## Extract
────────────────────

Skip to main content

Overview

Retrievers return Document objects given a text query. They provide a standard interface for retrieving relevant documents from various sources.

BaseRetriever

Abstract base class for document retrieval systems. Source: langchain_core.retrievers:55 Inherits: RunnableSerializable[str, list[Document]]

Type Aliases

RetrieverInput = str
RetrieverOutput = list[Document]

Properties

tags
list[str] | None
default:"None"
Optional tags associated with the retriever for callbacks and tracing
metadata
dict[str, Any] | None
default:"None"
Optional metadata associated with the retriever for callbacks and tracing

Core Methods

invoke

def invoke(
    self,
    input: str,
    config: RunnableConfig | None = None,
    **kwargs: Any
) -> list[Document]
Retrieve documents relevant to a query.
input
str
required
The query string
config
RunnableConfig | None
Configuration for callbacks, tags, metadata
**kwargs
Any
Additional arguments passed to the retriever
return
list[Document]
List of relevant documents

ainvoke

async def ainvoke(
    self,
    input: str,
    config: RunnableConfig | None = None,
    **kwargs: Any
) -> list[Document]
Async version of invoke.

batch

def batch(
    self,
    inputs: list[str],
    config: RunnableConfig | list[RunnableConfig] | None = None,
    *,
    return_exceptions: bool = False,
    **kwargs: Any
) -> list[list[Document]]
Batch retrieve documents for multiple queries.
inputs
list[str]
required
List of query strings
return
list[list[Document]]
List of document lists, one per query

abatch

async def abatch(
    self,
    inputs: list[str],
    config: RunnableConfig | list[RunnableConfig] | None = None,
    *,
    return_exceptions: bool = False,
    **kwargs: Any
) -> list[list[Document]]
Async batch retrieval.

Implementation Methods

When subclassing BaseRetriever, implement these methods:

_get_relevant_documents (Required)

def _get_relevant_documents(
    self,
    query: str,
    *,
    run_manager: CallbackManagerForRetrieverRun | None = None
) -> list[Document]
Retrieve documents relevant to a query. Must be implemented by subclasses.

────────────────────

## Provided data
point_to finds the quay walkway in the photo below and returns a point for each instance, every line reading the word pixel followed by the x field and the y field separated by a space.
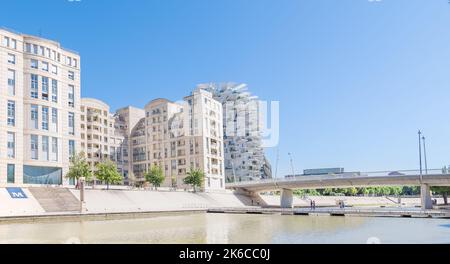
pixel 361 212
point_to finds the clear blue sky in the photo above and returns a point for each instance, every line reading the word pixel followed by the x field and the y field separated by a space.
pixel 355 79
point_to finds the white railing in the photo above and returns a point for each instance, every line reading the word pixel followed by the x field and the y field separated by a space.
pixel 345 175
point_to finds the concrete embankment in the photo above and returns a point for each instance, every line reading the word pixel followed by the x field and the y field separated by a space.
pixel 331 201
pixel 50 203
pixel 54 201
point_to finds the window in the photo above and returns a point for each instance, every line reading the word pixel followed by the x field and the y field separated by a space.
pixel 34 86
pixel 45 88
pixel 71 123
pixel 54 91
pixel 34 147
pixel 71 148
pixel 54 120
pixel 11 173
pixel 11 113
pixel 11 58
pixel 45 152
pixel 6 41
pixel 11 145
pixel 54 149
pixel 71 75
pixel 71 96
pixel 34 116
pixel 45 118
pixel 54 69
pixel 34 64
pixel 45 66
pixel 11 82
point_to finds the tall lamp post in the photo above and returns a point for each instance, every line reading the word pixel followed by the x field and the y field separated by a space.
pixel 292 165
pixel 425 155
pixel 420 155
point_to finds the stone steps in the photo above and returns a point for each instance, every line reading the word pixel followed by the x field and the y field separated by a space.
pixel 54 200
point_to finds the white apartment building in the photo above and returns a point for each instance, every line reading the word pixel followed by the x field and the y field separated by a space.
pixel 39 109
pixel 99 139
pixel 244 153
pixel 180 136
pixel 126 122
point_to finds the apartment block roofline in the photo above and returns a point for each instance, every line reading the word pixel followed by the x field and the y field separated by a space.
pixel 94 100
pixel 56 43
pixel 128 107
pixel 157 100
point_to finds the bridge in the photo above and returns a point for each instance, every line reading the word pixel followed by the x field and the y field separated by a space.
pixel 427 180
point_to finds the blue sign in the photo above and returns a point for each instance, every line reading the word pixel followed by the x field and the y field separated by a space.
pixel 16 193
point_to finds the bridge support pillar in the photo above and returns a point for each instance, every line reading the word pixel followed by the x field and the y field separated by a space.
pixel 287 198
pixel 425 197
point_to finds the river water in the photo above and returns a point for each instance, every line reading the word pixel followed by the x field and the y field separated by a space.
pixel 233 228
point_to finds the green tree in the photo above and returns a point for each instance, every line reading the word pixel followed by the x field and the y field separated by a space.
pixel 79 168
pixel 195 178
pixel 444 191
pixel 155 176
pixel 106 171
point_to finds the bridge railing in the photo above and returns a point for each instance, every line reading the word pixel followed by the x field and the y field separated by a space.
pixel 397 173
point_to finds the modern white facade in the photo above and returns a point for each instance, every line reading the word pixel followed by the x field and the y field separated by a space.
pixel 244 153
pixel 39 109
pixel 177 137
pixel 44 122
pixel 99 139
pixel 126 122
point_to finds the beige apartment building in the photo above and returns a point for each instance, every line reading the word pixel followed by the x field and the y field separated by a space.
pixel 180 136
pixel 44 122
pixel 39 109
pixel 126 122
pixel 99 139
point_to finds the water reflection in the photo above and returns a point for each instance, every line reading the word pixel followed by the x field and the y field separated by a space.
pixel 232 228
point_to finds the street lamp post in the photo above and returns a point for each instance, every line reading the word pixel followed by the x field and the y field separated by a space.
pixel 82 181
pixel 292 165
pixel 425 155
pixel 420 155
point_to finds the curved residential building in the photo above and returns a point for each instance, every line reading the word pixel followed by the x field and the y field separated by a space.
pixel 126 120
pixel 99 138
pixel 244 154
pixel 39 109
pixel 179 137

────────────────────

## Task list
A. Restate word for word the part of the BaseRetriever documentation from "When subclassing BaseRetriever, implement" up to and including "implemented by subclasses.".
B. Based on the BaseRetriever documentation, does each statement agree with the text? Answer yes or no for each, and quote the words from the text that decide it.
(i) The batch method returns one list of documents for each query.
(ii) Subclasses of BaseRetriever may leave _get_relevant_documents unimplemented.
(iii) BaseRetriever inherits from RunnableSerializable[str, list[Document]].
C. Extend the BaseRetriever documentation from its last line.

## Answers per task
A.
When subclassing BaseRetriever, implement these methods:

_get_relevant_documents (Required)

def _get_relevant_documents(
    self,
    query: str,
    *,
    run_manager: CallbackManagerForRetrieverRun | None = None
) -> list[Document]
Retrieve documents relevant to a query. Must be implemented by subclasses.

B.
(i) Yes: "List of document lists, one per query"
(ii) No: "Must be implemented by subclasses."
(iii) Yes: "Inherits: RunnableSerializable[str, list[Document]]"

C.
query
str
required
The query string
run_manager
CallbackManagerForRetrieverRun | None
Callback manager for the retriever run
return
list[Document]
List of relevant documents

_aget_relevant_documents (Optional)

async def _aget_relevant_documents(
    self,
    query: str,
    *,
    run_manager: AsyncCallbackManagerForRetrieverRun | None = None
) -> list[Document]
Async version of _get_relevant_documents. Override for native async support.

Example Implementation

from langchain_core.documents import Document
from langchain_core.retrievers import BaseRetriever

class SimpleRetriever(BaseRetriever):
    """Retriever that returns the first k documents from a list."""
    
    docs: list[Document]
    k: int = 5
    
    def _get_relevant_documents(
        self,
        query: str,
        *,
        run_manager: CallbackManagerForRetrieverRun | None = None
    ) -> list[Document]:
        """Return the first k documents."""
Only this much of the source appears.